----- Entries provided
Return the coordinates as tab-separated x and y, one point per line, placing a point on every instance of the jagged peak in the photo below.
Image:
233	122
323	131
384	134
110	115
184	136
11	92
----------
Render the lines above as a JSON list of strings, one string per line, skipping any blank lines.

Solution to this task:
[
  "Return the coordinates as tab-separated x and y, one point per line, placing a point on every instance of the jagged peak in the photo below.",
  "Image:",
  "233\t122",
  "323\t131",
  "384\t134",
  "110\t115",
  "184\t136",
  "11\t92"
]